• _Tasks_
1. Please answer these from the excerpt about Rick Singer's clients:
(a) In his August 2014 Facebook post, how many clients did Singer claim to have worked with, and over how many years?
(b) Which university does Phil Mickelson's daughter attend?
(c) In what year and where was WP Investments cofounded?
2. Reproduce word for word the part of the excerpt about Rick Singer's clients that opens with the words containing "The real estate" and closes with "would come out.".
-- start of Document excerpt --
Her sister Esther Doerr, 22, graduated from Palo Alto High School in 2015 and is a junior at Georgetown University, where tennis coach Gordie Ernst was indicted for allegedly accepting bribes in exchange for athletic recruitment.

Quarter-million clients

The Doerrs are among a quarter-million or more people who have hired Singer over the years, according to Singer.

Singer claimed in an August 2014 Facebook post promoting his self-published book that he had worked with 250,000 clients over the last 26 years.

Among those were Doerr, the late Apple CEO Steve Jobs, former 49er Joe Montana, Sun Microsystems cofounder Bill Joy and former Facebook ad sales head Mike Murphy.

Montana said last week that Singer’s company had provided “nothing more than minimal consulting services to our family, like so many other families, with the college application process.”

“Fortunately our kids were able to pick from a number of schools to attend due to their hard work and their merit,” Montana tweeted on March 14.

Pro golfer Phil Mickelson, whose daughter goes to Brown, tweeted a similar statement the same day.

“Our family, along with thousands of others, used Rick Singer’s company to guide us through the college admission process,” Mickelson wrote. “We are shocked by the revelations of these events. Obviously, we were not part of this fraud, our kids would disown us if we ever tried to interfere.”

Jobs’ widow, Palo Alto resident Laurene Powell Jobs, hasn’t responded to the claim that her family hired Singer.

Among those indicted on March 12 were an Atherton hedge fund CEO and his wife, a Hillsborough real estate investor and his wife, a Menlo Park food entrepreneur, a Palo Alto radiation oncologist and his wife, a Menlo Park jeweler whose husband owns Dialink Corp. and the wife of former 49er Lou Palatella, who lives in Hillsborough.

Kleiner Perkins mentioned on wiretap

The real estate investor, Bruce Isackson, allegedly told Singer in a wiretapped phone call on Dec. 3 that he was paranoid that the scheme would come out.

“Is this gonna be this — be the front-page story with everyone from Kleiner Perkins do whatever, getting these kids into school?” Isackson asked. “It’s so hard for these kids to get into college, and here’s — look what — look what’s going on behind the schemes, and then, you know, the embarrassment to everyone in the communities.”

Isackson’s name and photo have been removed from the website for the investment company he cofounded in Woodside in 1991, WP Investments.
-- end of Document excerpt --
-- start of Data excerpts --
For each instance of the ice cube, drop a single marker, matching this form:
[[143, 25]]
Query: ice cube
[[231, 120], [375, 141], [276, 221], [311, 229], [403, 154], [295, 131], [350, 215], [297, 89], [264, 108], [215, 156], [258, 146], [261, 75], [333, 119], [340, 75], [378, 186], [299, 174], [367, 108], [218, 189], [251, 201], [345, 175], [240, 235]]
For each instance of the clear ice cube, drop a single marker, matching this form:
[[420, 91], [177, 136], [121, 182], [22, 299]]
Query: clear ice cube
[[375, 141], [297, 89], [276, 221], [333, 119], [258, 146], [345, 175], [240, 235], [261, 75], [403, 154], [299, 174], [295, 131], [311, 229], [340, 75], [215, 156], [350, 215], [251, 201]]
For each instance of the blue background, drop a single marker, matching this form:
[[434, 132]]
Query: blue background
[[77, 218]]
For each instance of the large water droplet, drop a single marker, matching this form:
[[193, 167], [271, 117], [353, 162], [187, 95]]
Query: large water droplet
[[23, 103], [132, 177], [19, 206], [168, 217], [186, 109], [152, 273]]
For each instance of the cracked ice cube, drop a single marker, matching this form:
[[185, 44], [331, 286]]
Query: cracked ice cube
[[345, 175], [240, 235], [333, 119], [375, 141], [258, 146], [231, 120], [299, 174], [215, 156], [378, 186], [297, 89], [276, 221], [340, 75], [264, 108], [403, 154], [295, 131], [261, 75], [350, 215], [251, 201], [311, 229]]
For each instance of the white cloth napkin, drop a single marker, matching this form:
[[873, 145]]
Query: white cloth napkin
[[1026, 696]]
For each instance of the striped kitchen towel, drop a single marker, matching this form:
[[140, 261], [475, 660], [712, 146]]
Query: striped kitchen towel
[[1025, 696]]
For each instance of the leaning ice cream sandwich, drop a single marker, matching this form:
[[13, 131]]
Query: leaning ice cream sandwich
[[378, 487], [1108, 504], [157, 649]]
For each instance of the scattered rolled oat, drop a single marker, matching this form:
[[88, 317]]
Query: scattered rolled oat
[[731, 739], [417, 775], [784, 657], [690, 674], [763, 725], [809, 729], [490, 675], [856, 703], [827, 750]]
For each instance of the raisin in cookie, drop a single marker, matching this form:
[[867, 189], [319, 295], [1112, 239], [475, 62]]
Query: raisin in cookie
-- end of Data excerpts --
• _Solutions below_
1.
(a) 250,000 clients over the last 26 years
(b) Brown
(c) 1991, in Woodside

2.
The real estate investor, Bruce Isackson, allegedly told Singer in a wiretapped phone call on Dec. 3 that he was paranoid that the scheme would come out.